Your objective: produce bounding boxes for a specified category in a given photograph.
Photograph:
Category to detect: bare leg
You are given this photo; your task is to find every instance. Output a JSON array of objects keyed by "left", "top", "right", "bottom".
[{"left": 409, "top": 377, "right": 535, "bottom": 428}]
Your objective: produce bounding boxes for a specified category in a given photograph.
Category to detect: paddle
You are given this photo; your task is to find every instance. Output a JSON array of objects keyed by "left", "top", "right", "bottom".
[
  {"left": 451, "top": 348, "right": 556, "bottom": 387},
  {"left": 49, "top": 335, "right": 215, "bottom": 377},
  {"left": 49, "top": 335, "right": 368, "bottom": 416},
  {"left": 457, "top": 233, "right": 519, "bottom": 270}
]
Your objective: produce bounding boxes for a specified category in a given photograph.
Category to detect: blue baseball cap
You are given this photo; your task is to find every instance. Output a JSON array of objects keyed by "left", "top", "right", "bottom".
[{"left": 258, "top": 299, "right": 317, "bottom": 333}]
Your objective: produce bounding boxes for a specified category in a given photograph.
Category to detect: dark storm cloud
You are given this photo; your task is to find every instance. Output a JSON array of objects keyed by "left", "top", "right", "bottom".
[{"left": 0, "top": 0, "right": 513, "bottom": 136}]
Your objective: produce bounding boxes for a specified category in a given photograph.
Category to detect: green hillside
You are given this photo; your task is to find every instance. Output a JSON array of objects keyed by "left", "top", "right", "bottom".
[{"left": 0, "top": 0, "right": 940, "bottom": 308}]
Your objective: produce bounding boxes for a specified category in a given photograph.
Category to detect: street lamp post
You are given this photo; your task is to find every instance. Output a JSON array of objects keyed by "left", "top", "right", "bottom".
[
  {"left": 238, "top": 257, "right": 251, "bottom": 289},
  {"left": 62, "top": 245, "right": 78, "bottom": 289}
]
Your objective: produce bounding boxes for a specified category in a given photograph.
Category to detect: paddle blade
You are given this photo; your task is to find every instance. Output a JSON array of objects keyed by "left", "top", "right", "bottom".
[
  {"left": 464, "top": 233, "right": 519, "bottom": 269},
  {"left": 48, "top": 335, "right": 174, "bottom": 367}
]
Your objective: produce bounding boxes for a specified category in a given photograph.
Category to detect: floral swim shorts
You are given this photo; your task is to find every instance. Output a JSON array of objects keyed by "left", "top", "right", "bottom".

WHAT THE TASK REQUIRES:
From the rows above, extract every line that contains the string "paddle", and treat uppercase and lowercase letters as different.

RIGHT ANSWER:
Category to detect: paddle
Category to detect: paddle blade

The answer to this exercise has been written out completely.